> Action item: Each of the records below must be reproduced exactly.

Data extracted from a collection:
################

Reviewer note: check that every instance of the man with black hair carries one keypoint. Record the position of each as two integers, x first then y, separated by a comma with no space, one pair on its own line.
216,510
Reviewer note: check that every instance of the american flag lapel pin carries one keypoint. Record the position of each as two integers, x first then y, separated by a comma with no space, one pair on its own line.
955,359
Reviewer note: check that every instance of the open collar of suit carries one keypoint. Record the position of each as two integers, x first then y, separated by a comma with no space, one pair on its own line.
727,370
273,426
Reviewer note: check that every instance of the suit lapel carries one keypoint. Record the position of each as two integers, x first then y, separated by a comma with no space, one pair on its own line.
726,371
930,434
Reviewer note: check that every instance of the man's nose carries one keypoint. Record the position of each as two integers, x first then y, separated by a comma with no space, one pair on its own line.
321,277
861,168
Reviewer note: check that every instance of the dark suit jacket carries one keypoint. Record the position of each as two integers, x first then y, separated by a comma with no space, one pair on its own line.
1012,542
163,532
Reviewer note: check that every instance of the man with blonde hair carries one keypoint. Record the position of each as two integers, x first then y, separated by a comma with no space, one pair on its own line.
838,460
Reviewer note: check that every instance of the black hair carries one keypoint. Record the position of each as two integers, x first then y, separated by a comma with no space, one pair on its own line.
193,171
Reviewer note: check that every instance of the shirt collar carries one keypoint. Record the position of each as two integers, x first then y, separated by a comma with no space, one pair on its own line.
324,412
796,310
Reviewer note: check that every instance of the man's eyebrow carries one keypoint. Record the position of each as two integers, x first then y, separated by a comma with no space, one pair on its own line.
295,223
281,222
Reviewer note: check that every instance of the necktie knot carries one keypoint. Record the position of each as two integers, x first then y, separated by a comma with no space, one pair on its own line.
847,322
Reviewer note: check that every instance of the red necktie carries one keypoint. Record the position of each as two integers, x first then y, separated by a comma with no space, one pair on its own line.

################

> Output:
Reviewer note: check that every instance of the man with black hair carries one keypoint. Record the position of each as two integers, x first then y, separated by a comma with no space, one pair on its own line.
216,510
Reviewer note: check that every instance of the american flag lapel pin carries one keypoint. Record the position of each as two integers, x first then y, separated by a comma with no space, one pair on its own line.
955,359
Reviewer note: check that every instance of the open collar of suit carries one keypoint. Record the position of each as two integers, x first then y, separated by a comma with no space, one pair on its own line.
727,370
273,426
Reviewer note: check that every instance of the suit lapel carries one keypoint. Record the position of each as two integers, x first then y, separated by a comma with no space, one pair on its own line.
726,371
930,434
Reviewer note: check that every instance of the man's nose carries one keypoint. Record the position of each as two integers, x first then y, separated by a comma with no space, one pair on its own line.
321,277
861,168
Reviewer note: check that every instance of the dark suit jacket carries one keypoint. Record the position of each as two integers, x first then y, separated by a comma with no space, one pair on its own line.
1012,542
163,532
Reviewer note: check that every instance of the man with blonde hair carries one keypoint. Record the position of each as two integers, x first then y, separated by a comma with no space, one pair on its own line.
838,460
Reviewer note: check that every instance of the black hair carries one keypoint. Record the position of each as two integers, x first then y, separated by a comma with no space, one pair on its own line.
193,171
Reviewer note: check that every instance of the shirt collar carries one keypoint. Record the position of each as two integers, x first then y, separated by a comma with no space, one pair on its own line.
324,412
796,310
Reviewer note: check that every instance of the man's eyebrow carries one keypoint. Record the position of each as two integers, x first then y, separated by a comma with no space, one pair on its own line.
295,223
281,222
Reviewer note: check that every instance of the necktie knot carries one keypoint. Record the position of each as two integers, x first then y, separated by a comma with no space, one pair on its own line.
847,322
Reviewer note: check that every instance of the red necktie carries one keypoint. Record the position of each as two integers, x first then y, separated by a comma with no space, one pair on its own line.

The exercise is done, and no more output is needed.